**Study questions**
**a.** According to the passage on the Voodoo and Buku festivals, what kind of music did Buku mostly focus on?
**b.** Reproduce the stretch of the passage on the Voodoo and Buku festivals from "The effort to" through "part of Buku.".

**Text for analysis**
The effort to book a small Jazz Fest inside Voodoo was a noble, inclusive gesture, but the tickets it sold didn’t pay for the acts who played it. The move to the smaller Festival Grounds in 2013 mandated by City Park made those stages an easy cut as they couldn’t have run without serious soundbleed issues.
Both of those configurations helped to create some great musical moments, but the reality for Voodoo is that its musical bread and butter—guitar-oriented rock—lost currency. In the last few years, Le Plur almost certainly outdrew the main stage, and it was only a matter of time before an electronic act plays the main stage. Buku, on the other hand, had no history of guitar rock and no need to service that fandom. Instead, it focused for the most part on cutting edge dance-oriented music that was its strength and the healthiest part of Buku.

**Provided information**
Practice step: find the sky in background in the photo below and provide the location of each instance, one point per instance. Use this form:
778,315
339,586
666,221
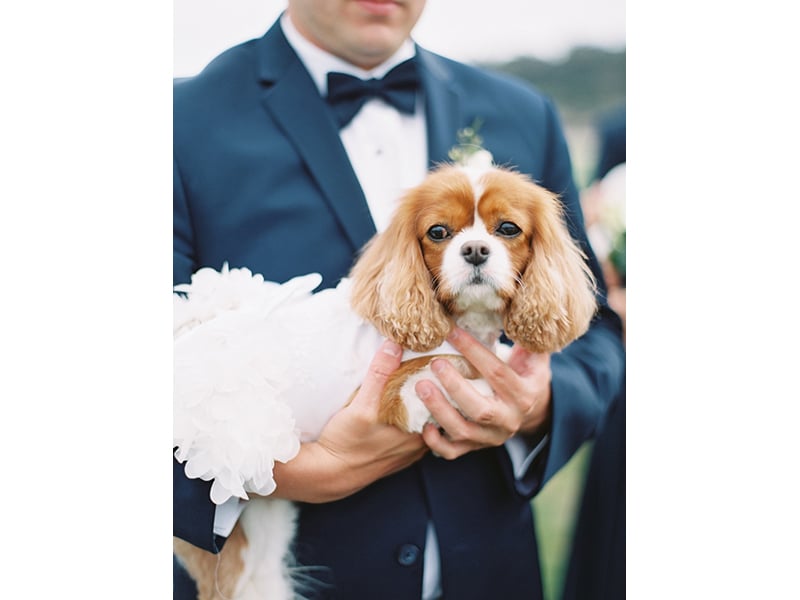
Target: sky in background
467,30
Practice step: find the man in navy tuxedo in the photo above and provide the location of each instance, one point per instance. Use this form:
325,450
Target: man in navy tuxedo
271,173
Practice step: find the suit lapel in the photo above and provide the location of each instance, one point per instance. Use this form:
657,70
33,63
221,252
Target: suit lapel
294,101
442,105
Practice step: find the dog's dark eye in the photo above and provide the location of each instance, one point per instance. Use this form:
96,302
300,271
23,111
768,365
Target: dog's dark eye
438,233
508,229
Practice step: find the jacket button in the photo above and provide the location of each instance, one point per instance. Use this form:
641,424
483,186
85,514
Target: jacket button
408,554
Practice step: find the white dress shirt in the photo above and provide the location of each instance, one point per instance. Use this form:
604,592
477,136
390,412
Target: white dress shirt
389,154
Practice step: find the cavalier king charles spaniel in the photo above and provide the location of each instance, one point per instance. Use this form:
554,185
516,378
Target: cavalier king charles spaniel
260,366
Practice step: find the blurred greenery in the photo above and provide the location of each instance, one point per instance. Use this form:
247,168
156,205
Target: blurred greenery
585,85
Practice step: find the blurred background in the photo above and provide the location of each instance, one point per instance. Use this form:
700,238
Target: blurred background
573,51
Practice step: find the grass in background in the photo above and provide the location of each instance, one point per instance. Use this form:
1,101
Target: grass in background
556,509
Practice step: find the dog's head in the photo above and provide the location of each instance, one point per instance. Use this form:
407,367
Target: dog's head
482,248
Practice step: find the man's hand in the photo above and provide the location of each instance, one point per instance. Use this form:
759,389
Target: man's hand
353,449
521,402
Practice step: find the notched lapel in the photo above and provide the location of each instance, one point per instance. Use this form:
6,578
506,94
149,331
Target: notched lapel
442,105
294,101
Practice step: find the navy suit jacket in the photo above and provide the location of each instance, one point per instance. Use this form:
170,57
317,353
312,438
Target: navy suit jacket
262,180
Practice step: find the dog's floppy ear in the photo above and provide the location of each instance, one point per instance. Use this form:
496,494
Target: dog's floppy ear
392,287
555,300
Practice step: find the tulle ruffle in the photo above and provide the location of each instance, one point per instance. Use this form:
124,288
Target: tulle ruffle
230,425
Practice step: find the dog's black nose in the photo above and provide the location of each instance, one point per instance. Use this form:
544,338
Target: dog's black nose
475,253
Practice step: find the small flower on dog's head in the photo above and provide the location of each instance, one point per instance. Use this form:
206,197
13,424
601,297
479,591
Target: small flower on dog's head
470,151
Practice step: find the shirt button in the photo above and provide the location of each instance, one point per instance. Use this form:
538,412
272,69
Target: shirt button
407,555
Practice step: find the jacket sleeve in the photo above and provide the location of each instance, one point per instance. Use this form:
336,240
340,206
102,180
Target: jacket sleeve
184,262
192,509
588,373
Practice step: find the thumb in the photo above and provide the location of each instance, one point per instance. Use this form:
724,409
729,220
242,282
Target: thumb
384,363
524,361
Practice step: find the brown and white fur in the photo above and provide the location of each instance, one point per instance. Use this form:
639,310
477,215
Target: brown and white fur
485,249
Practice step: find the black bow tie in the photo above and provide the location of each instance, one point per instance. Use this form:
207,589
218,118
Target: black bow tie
347,94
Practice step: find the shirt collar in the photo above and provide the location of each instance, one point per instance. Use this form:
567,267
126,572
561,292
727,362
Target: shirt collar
319,63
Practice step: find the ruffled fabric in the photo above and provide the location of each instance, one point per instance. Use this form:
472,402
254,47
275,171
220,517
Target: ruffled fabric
231,418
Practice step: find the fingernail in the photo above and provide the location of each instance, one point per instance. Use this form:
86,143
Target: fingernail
390,348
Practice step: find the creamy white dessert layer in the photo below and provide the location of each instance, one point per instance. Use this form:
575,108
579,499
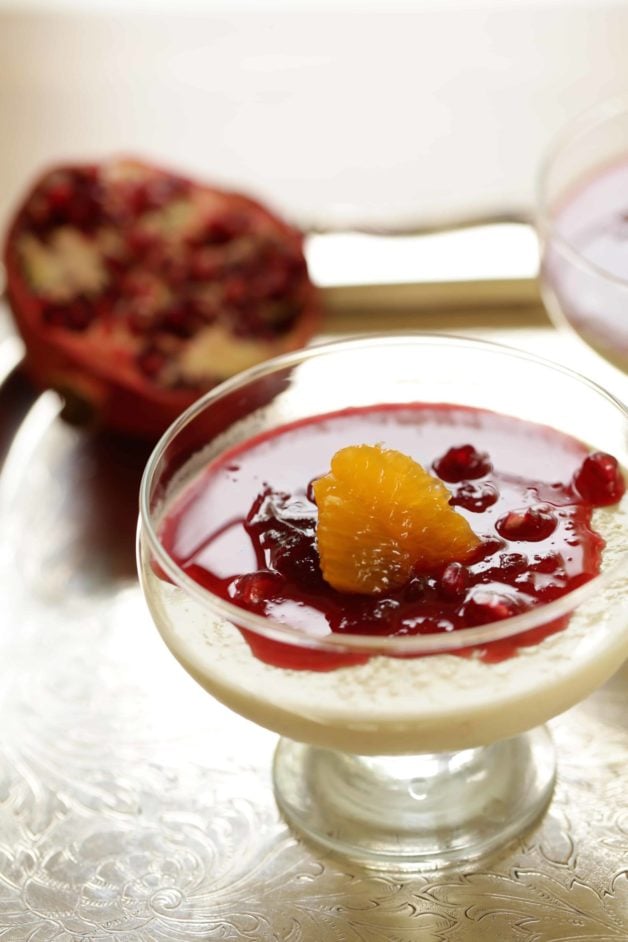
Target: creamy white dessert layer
405,705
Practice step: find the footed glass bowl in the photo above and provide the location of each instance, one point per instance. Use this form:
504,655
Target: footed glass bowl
583,229
410,752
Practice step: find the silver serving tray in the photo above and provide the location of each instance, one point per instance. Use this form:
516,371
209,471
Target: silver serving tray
133,807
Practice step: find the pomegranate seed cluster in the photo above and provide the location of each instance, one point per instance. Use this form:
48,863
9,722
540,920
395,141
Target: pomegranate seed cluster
152,261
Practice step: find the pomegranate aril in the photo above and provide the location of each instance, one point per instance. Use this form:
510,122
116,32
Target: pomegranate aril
599,480
531,524
548,563
512,563
179,319
454,581
415,589
225,227
462,463
475,497
295,558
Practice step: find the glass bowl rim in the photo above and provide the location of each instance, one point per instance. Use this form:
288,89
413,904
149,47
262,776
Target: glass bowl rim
578,127
371,644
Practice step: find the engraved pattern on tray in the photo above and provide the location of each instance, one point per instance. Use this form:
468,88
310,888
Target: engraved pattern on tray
133,807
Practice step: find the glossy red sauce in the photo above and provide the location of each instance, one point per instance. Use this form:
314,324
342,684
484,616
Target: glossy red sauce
245,528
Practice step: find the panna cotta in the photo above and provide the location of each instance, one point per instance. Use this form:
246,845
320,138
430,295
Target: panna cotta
548,515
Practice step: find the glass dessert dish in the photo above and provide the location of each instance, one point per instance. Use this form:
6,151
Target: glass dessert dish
424,748
583,230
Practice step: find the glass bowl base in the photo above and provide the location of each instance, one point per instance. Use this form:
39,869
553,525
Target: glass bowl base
415,813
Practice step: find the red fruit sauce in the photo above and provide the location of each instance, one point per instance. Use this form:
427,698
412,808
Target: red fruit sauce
245,528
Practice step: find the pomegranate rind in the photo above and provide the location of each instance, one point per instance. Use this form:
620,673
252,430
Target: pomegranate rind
99,364
381,518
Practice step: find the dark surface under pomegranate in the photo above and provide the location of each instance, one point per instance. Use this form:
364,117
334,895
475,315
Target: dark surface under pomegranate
245,528
136,290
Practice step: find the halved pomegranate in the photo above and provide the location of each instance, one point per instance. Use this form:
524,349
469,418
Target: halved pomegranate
136,290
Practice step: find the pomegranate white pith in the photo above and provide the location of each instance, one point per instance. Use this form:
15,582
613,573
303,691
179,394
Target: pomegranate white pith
138,290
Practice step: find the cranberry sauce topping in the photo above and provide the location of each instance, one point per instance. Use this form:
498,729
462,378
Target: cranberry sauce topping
246,528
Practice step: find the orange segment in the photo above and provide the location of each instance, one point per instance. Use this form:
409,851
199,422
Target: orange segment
380,517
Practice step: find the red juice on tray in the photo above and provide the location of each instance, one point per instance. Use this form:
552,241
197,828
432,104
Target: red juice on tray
259,550
584,272
352,547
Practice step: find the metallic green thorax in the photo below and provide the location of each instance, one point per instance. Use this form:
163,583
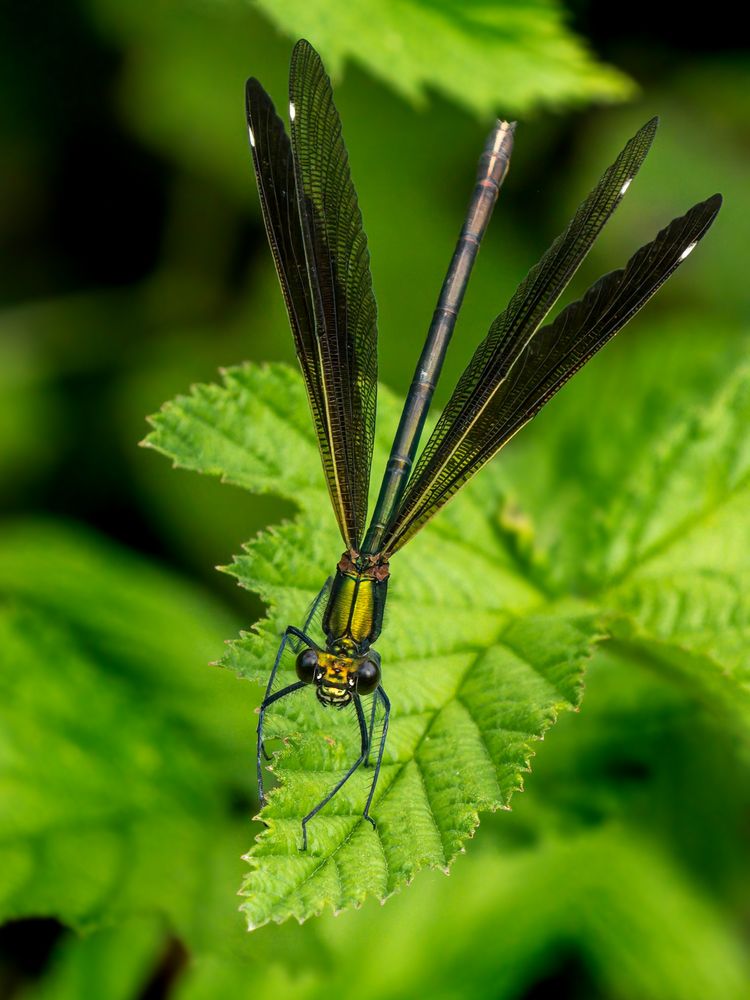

**Results of the tasks**
**a.** Cutting edge dance-oriented music.

**b.**
The effort to book a small Jazz Fest inside Voodoo was a noble, inclusive gesture, but the tickets it sold didn’t pay for the acts who played it. The move to the smaller Festival Grounds in 2013 mandated by City Park made those stages an easy cut as they couldn’t have run without serious soundbleed issues.
Both of those configurations helped to create some great musical moments, but the reality for Voodoo is that its musical bread and butter—guitar-oriented rock—lost currency. In the last few years, Le Plur almost certainly outdrew the main stage, and it was only a matter of time before an electronic act plays the main stage. Buku, on the other hand, had no history of guitar rock and no need to service that fandom. Instead, it focused for the most part on cutting edge dance-oriented music that was its strength and the healthiest part of Buku.